• [Task to complete]: Gather every line from the entries below that contains the word "refrigerator", and list those lines.

• [Excerpts from a point labeling dataset]:

○ ○ ○ ○

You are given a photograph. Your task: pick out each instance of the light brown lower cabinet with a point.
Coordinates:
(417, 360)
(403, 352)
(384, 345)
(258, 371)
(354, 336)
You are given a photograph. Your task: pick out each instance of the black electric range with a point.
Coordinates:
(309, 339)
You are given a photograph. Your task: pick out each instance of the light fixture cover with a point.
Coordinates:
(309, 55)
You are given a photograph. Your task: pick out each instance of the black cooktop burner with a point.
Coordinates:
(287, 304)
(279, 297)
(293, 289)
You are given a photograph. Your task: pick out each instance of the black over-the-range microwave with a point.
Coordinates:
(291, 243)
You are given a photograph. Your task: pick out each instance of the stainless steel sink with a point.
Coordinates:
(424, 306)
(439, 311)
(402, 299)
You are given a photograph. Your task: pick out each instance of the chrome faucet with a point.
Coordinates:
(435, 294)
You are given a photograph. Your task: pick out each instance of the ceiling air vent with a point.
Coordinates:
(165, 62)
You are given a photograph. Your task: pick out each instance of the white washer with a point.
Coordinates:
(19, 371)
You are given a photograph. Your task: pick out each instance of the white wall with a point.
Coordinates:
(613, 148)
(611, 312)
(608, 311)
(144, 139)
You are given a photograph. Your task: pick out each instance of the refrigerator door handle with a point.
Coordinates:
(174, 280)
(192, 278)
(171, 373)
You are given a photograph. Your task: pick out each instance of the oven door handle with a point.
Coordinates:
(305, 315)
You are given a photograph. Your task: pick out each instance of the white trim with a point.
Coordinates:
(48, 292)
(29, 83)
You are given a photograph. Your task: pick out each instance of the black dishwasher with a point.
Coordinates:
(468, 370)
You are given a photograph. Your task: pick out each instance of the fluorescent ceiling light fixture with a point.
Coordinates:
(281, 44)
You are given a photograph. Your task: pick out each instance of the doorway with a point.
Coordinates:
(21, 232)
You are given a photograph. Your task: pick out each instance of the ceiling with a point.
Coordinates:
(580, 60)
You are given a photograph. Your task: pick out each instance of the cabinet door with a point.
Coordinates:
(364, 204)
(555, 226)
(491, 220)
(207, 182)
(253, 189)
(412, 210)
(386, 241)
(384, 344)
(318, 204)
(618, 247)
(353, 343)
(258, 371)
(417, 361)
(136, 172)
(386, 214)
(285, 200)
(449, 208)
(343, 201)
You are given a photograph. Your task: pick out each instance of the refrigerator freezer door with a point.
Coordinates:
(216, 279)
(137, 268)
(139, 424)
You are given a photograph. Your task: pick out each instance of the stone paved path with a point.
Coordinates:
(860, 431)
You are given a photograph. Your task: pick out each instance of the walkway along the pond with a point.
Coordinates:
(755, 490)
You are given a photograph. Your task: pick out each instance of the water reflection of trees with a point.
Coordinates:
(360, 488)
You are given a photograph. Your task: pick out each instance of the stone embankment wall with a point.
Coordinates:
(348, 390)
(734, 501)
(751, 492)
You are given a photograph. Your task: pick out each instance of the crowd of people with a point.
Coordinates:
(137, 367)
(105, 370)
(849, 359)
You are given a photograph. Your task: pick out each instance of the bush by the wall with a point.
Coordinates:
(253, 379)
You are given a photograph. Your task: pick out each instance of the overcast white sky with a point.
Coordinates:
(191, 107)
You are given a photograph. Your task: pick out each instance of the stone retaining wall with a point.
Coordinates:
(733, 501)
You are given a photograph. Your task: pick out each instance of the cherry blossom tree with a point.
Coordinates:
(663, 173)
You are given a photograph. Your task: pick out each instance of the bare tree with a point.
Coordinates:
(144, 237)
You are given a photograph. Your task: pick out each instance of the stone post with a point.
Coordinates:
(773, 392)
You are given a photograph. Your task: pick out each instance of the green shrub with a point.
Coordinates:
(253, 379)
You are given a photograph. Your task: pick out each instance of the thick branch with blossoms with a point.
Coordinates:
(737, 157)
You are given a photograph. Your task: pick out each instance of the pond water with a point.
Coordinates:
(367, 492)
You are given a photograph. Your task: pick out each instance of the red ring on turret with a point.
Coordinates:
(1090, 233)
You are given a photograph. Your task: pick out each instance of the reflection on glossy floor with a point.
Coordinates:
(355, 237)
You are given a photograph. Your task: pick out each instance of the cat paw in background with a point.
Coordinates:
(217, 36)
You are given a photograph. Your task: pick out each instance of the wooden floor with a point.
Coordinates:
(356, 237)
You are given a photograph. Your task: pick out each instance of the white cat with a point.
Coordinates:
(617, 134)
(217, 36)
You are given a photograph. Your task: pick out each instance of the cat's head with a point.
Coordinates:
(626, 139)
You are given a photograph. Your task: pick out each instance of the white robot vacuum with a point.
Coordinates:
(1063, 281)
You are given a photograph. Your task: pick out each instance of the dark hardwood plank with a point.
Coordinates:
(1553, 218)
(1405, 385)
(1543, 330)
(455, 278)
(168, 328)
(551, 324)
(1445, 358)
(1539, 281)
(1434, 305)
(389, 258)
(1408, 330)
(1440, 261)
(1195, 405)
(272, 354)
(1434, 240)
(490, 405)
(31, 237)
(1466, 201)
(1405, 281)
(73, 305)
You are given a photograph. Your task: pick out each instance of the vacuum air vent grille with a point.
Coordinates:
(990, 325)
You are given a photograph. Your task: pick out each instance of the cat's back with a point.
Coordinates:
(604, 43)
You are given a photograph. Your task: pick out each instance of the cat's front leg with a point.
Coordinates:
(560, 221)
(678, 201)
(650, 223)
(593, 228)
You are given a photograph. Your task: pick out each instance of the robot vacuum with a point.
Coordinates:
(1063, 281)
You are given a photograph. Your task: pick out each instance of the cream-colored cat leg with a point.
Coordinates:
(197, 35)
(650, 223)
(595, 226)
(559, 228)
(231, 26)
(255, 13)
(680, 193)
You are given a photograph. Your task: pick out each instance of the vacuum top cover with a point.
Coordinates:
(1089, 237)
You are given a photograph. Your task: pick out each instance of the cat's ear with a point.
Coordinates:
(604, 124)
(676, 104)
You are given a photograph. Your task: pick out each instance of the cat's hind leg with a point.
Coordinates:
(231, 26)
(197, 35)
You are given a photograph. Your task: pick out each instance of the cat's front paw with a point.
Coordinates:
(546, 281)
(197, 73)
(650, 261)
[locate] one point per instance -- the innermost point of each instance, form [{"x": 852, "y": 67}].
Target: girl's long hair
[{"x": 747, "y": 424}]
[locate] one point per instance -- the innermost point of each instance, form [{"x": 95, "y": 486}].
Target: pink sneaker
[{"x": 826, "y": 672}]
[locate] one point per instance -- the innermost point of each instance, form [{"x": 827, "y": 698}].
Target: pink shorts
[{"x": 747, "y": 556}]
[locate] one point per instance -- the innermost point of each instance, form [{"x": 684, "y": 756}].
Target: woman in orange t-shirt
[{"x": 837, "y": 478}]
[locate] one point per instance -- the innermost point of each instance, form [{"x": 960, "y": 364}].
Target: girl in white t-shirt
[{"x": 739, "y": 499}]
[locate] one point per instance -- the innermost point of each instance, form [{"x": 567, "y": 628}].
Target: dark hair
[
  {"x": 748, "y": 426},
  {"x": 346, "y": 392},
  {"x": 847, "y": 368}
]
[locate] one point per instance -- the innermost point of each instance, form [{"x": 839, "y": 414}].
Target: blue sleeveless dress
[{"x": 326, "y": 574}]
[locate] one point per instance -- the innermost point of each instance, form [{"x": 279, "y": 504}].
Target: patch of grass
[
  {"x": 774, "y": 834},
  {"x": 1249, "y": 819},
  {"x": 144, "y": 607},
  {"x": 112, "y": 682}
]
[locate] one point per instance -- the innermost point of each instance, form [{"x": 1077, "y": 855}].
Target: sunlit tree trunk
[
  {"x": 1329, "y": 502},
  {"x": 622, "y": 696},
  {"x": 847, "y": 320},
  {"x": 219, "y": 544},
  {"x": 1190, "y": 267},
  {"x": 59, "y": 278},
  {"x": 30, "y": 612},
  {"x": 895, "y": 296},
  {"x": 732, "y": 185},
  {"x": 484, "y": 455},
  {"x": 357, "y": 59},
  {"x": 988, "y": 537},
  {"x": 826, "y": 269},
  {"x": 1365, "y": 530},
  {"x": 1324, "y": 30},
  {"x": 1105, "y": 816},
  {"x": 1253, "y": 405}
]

○ ○ ○ ○

• [Answer below]:
You are given a photograph. Your task: pick out each instance of the refrigerator door handle with a point.
You are given a photograph. Your task: pick out each instance of the refrigerator freezer door with a point.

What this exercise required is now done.